═════ PAGE ═════
Skip to main content

llama-index vector_stores Apache Solr integration

Project description

Apache Solr Vector Store for LlamaIndex

A LlamaIndex VectorStore using Apache Solr as the backend.

Install

pip install llama-index
pip install llama-index-vector-stores-solr

Solr References

Quickstart

Imports

from llama_index.vector_stores.solr import (
    ApacheSolrVectorStore,
    SyncSolrClient,
    AsyncSolrClient,
)
from llama_index.core import (
    VectorStoreIndex,
    StorageContext,
    Document,
    MockEmbedding,
)
import pytest
from llama_index.core import Settings
from llama_index.core.vector_stores.types import (
    VectorStoreQuery,
    VectorStoreQueryMode,
)
from llama_index.core.schema import NodeWithScore

Setup Vector Store

SOLR_COLLECTION_URL = "http://localhost:8983/solr/my_collection"  # assumes a solr collection is running here

sync_client = SyncSolrClient(base_url=SOLR_COLLECTION_URL)
async_client = AsyncSolrClient(base_url=SOLR_COLLECTION_URL)

vector_store = ApacheSolrVectorStore(
    sync_client=sync_client,
    async_client=async_client,
    nodeid_field="id",
    content_field="content_txt_en",  # store content in a text field searchable by BM25
    embedding_field="vector_field",  # dense vector field configured in Solr schema
    metadata_to_solr_field_mapping=[
        ("author", "author_s"),
    ],
    text_search_fields=["content_txt_en"],
)
═════ DATA ═════
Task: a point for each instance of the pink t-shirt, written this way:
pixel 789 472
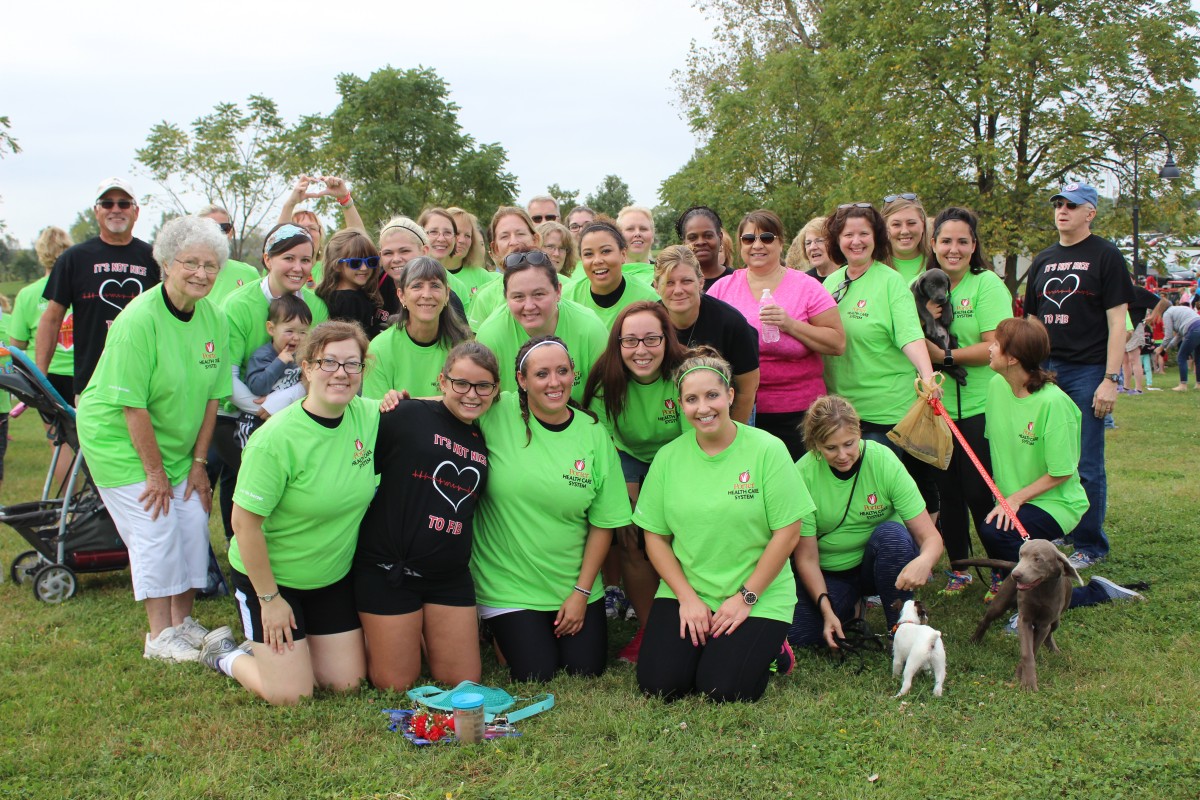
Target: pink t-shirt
pixel 791 374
═════
*WRITTEN TASK A*:
On the Solr vector store page, what URL is assigned to SOLR_COLLECTION_URL?
*WRITTEN TASK B*:
Retype the Solr vector store page between "from llama_index.core.schema import" and "async_client = AsyncSolrClient(base_url=SOLR_COLLECTION_URL)", inclusive.

*FULL SOLUTION A*:
http://localhost:8983/solr/my_collection

*FULL SOLUTION B*:
from llama_index.core.schema import NodeWithScore

Setup Vector Store

SOLR_COLLECTION_URL = "http://localhost:8983/solr/my_collection"  # assumes a solr collection is running here

sync_client = SyncSolrClient(base_url=SOLR_COLLECTION_URL)
async_client = AsyncSolrClient(base_url=SOLR_COLLECTION_URL)